What you have to do ▸ Images are excluded; otherwise, output every record exactly.

Data section ▸
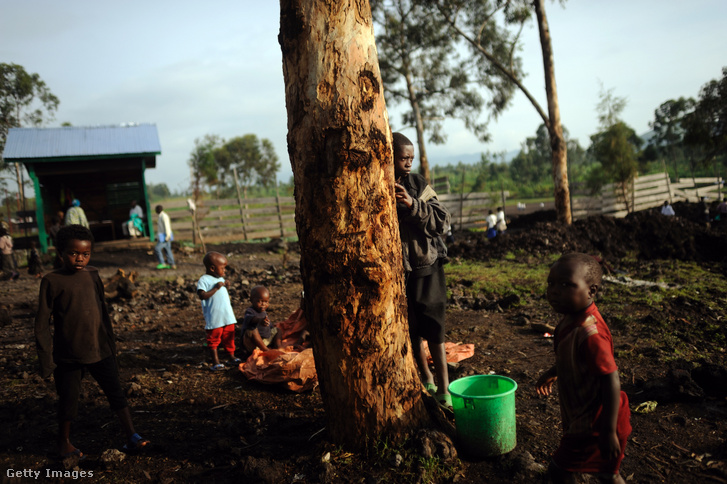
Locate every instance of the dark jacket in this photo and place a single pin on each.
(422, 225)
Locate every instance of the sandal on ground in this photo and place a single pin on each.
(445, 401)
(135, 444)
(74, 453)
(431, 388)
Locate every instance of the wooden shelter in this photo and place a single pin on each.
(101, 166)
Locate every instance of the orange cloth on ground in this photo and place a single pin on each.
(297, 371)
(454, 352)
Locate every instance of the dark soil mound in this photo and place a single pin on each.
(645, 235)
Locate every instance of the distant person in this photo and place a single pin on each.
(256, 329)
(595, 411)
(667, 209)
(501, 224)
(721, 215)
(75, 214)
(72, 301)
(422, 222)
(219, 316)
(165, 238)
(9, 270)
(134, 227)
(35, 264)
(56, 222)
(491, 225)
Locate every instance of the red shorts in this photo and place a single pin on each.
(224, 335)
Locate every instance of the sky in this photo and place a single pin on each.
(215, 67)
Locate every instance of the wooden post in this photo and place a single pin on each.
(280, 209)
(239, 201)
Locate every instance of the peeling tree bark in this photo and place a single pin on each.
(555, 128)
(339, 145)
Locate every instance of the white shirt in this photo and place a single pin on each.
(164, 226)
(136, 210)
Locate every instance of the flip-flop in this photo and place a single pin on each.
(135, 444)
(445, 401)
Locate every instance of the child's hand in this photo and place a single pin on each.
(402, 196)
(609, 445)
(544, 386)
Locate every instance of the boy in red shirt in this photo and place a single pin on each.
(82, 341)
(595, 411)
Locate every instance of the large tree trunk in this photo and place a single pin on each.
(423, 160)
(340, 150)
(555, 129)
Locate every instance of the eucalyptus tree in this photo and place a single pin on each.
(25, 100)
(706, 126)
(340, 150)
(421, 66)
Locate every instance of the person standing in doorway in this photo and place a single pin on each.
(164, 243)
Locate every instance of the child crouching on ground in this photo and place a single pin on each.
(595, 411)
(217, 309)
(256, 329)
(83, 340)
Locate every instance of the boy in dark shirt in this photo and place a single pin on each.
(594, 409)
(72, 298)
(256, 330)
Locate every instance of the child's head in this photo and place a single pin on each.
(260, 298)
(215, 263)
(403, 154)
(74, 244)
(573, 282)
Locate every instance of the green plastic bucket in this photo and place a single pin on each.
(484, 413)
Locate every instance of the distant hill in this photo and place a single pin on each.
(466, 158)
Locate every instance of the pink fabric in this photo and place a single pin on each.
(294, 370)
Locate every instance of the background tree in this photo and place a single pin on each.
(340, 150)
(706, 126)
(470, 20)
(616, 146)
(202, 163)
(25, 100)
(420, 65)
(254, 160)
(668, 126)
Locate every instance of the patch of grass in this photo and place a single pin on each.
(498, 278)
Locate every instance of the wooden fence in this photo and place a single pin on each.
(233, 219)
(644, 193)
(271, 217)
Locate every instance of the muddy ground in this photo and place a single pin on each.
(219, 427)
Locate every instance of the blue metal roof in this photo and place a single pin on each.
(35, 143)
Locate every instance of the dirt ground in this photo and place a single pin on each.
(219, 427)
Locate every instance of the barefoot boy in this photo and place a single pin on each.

Reply to the task ▸
Locate every instance of the dark jacket in this photo and place a single pin on each.
(422, 225)
Locate every instance of the sandal on ground in this photo and place a single pin on each.
(445, 401)
(135, 444)
(74, 453)
(431, 388)
Locate every instance of the wooden shelter in this photo and place a single pin on each.
(101, 166)
Locate every instance of the orange cloth on ground in this photo and place a single pin on each.
(297, 371)
(454, 352)
Locate every instance of the dark soil mound in this photo and place a single pin on each.
(645, 235)
Locate every instance of the distant person in this photo and place a single pin on each.
(256, 329)
(595, 411)
(667, 209)
(501, 224)
(721, 215)
(75, 214)
(72, 301)
(422, 222)
(219, 316)
(165, 238)
(9, 270)
(134, 227)
(35, 264)
(56, 222)
(491, 225)
Locate every instance of the red shorts in this photo and place a single pin on each.
(224, 335)
Locate every instance of the sky in this photo and place a single pin on each.
(215, 67)
Locate every instance of the wooden post in this photo and place a single pin on each.
(280, 209)
(239, 201)
Locate every instance of the peeling tree bark in this photo and place a single pin on each.
(555, 128)
(339, 145)
Locate every instance of the white shirt in this photo and place a single pin on each.
(164, 226)
(136, 210)
Locate every instance of the flip-flop in this photo and place a single pin on each.
(135, 444)
(445, 401)
Locate every instance of the child's hand in this photo and place a single pin on each.
(402, 196)
(609, 445)
(544, 386)
Locate every instance of the boy in red shirt in this photo and place a single pin on each.
(82, 341)
(595, 411)
Locate every instance of the large tree trunk in this photo and place a single pin on each.
(423, 160)
(340, 150)
(555, 129)
Locate every instance of the eucalyptus tree in this photo and place a single pin on each.
(25, 100)
(706, 126)
(340, 150)
(421, 66)
Locate every instance of the person standing in doorway in this photo and place a single pin on each.
(164, 243)
Locate every instance of the child crouching on ground in this photo and place a single pin on each.
(595, 411)
(217, 309)
(256, 329)
(83, 340)
Locate every instance of the boy in dark shirt in this photo and place a single pin on each.
(594, 409)
(72, 298)
(256, 330)
Locate every instance of the child's head in this photo and place a single pin on each.
(260, 298)
(215, 263)
(403, 154)
(74, 244)
(573, 282)
Locate every instance of the green plastic bucket in this photo and place a single pin on each.
(484, 413)
Locate every instance of the distant hill in this photo and place a single pin on each.
(466, 158)
Locate every instance of the pink fabric in this photo and place a single pin on each.
(294, 370)
Locate every instance of the background tree in this photo and place a single pin on each.
(340, 150)
(706, 126)
(470, 20)
(616, 146)
(202, 163)
(25, 100)
(420, 65)
(254, 160)
(668, 126)
Locate every instance of the patch of grass in this photo and place a single pin on each.
(498, 278)
Locate every instance of the wooden fence in this photo and place a single pin on each.
(233, 219)
(644, 193)
(271, 217)
Locate every instance of the muddy ground in this photo and place a single pin on each.
(219, 427)
Locate every instance of the blue metal roof in this photo and place a single pin on each.
(35, 143)
Locate every instance of the dirt ground in this photo and place a single pin on each.
(219, 427)
Locate every instance of the barefoot boy in this photo and place a single pin on each.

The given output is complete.